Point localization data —

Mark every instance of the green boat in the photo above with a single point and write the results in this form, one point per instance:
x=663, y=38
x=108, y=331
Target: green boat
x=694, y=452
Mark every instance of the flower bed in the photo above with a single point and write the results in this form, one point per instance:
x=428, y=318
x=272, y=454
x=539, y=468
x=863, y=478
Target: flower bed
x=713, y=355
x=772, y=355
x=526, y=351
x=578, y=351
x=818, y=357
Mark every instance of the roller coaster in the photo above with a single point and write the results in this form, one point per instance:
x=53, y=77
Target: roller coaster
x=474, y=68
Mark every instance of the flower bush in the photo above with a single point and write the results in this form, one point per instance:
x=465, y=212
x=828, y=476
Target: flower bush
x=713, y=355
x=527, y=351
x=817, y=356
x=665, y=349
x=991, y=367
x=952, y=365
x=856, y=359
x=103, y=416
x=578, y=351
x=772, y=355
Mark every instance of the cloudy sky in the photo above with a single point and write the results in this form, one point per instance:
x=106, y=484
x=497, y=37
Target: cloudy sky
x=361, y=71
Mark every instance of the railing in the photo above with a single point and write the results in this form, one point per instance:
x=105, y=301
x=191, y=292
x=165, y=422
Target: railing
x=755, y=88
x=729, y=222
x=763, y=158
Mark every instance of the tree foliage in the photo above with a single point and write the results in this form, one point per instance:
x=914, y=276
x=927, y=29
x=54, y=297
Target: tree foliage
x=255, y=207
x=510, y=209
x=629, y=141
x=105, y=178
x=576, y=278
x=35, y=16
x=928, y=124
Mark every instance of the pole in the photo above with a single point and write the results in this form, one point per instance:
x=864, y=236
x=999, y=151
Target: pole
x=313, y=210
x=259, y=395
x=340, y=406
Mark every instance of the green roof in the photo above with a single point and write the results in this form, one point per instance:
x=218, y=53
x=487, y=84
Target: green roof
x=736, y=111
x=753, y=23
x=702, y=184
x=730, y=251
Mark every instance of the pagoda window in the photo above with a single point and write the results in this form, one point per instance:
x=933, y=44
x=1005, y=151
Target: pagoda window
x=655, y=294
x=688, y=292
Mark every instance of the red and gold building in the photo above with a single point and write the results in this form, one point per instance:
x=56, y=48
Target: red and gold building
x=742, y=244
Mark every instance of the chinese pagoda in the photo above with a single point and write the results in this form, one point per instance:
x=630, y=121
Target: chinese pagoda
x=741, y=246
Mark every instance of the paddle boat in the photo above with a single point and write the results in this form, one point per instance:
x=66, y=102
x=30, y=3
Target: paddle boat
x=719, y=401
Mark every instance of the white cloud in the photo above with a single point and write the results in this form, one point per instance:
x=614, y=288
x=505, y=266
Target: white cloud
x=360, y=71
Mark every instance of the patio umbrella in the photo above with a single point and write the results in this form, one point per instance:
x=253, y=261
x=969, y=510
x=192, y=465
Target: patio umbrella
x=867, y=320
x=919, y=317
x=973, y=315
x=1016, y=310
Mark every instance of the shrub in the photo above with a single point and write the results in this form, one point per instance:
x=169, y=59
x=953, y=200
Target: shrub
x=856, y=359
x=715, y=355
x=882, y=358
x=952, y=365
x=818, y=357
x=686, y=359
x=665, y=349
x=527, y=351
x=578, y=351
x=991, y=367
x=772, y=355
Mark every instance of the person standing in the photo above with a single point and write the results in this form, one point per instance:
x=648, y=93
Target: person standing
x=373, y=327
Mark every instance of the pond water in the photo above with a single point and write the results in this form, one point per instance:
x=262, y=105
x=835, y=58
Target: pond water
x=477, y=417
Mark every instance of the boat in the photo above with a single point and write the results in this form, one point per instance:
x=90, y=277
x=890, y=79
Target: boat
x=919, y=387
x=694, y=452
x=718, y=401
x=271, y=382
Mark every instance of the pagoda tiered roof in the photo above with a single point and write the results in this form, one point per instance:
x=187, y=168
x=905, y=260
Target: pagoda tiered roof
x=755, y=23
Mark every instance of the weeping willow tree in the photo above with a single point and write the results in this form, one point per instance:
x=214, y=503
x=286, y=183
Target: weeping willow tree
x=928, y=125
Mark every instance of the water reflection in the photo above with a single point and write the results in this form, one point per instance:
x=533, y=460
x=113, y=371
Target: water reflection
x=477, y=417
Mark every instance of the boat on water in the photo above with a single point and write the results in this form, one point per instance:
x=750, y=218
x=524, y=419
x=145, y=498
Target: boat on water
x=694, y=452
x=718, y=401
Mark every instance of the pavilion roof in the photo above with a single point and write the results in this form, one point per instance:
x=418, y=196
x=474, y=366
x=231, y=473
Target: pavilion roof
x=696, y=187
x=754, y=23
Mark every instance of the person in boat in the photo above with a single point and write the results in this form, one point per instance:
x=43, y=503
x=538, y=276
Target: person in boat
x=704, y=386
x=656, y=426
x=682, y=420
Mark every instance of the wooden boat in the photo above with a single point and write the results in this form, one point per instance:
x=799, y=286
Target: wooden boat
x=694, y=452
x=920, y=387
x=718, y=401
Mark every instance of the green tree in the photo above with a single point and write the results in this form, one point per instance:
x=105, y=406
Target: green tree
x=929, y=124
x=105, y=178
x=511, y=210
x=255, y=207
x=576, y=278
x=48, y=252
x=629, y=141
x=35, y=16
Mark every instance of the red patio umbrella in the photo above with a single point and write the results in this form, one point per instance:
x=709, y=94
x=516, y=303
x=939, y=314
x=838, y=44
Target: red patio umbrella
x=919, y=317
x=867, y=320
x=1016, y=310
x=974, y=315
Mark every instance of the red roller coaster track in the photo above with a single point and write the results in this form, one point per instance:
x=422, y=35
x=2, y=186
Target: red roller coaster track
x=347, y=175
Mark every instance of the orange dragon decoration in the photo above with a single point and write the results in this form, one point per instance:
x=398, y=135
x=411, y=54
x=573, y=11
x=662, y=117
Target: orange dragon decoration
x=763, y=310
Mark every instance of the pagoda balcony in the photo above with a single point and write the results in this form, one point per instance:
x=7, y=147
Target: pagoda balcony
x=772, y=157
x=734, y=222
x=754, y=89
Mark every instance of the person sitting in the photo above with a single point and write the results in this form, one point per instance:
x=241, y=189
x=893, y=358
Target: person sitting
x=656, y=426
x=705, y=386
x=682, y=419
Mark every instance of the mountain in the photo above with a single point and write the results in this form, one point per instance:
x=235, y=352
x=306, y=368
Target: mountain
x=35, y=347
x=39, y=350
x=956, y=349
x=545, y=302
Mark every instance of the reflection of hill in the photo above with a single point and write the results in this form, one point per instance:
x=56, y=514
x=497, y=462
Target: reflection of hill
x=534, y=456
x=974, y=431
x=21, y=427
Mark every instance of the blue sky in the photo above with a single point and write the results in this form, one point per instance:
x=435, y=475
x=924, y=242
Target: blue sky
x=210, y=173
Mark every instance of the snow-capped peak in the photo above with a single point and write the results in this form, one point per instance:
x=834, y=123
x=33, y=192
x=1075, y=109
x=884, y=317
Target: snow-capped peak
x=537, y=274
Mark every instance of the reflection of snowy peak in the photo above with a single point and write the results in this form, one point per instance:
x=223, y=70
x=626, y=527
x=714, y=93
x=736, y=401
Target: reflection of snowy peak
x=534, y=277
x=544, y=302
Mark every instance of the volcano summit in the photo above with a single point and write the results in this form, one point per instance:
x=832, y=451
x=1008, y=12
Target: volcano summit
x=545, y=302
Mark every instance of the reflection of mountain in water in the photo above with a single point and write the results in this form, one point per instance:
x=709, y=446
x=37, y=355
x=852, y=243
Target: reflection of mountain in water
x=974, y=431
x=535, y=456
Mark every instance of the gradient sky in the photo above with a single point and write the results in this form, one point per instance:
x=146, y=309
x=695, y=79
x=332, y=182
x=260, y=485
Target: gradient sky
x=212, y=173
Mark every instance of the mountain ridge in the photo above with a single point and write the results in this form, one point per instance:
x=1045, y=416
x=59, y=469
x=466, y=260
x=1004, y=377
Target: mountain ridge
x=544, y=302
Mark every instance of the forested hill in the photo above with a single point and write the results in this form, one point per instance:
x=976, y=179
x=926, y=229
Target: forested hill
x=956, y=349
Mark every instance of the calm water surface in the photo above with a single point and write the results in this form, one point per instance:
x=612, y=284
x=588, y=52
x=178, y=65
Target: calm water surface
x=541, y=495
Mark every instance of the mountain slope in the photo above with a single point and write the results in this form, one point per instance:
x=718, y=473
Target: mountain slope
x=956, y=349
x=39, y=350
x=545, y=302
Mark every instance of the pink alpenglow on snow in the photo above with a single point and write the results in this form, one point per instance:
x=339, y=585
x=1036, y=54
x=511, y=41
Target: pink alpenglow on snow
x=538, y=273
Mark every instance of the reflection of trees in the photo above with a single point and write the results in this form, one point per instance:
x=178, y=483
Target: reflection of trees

What the task requires — Only the lines from the one with "Mark every instance of the reflection of trees" through the last line above should be restated, word for word.

Result for this exercise —
Mark every instance of the reflection of trees in the photo above with a single point and write the results in this form, one point per instance:
x=178, y=483
Target: reflection of trees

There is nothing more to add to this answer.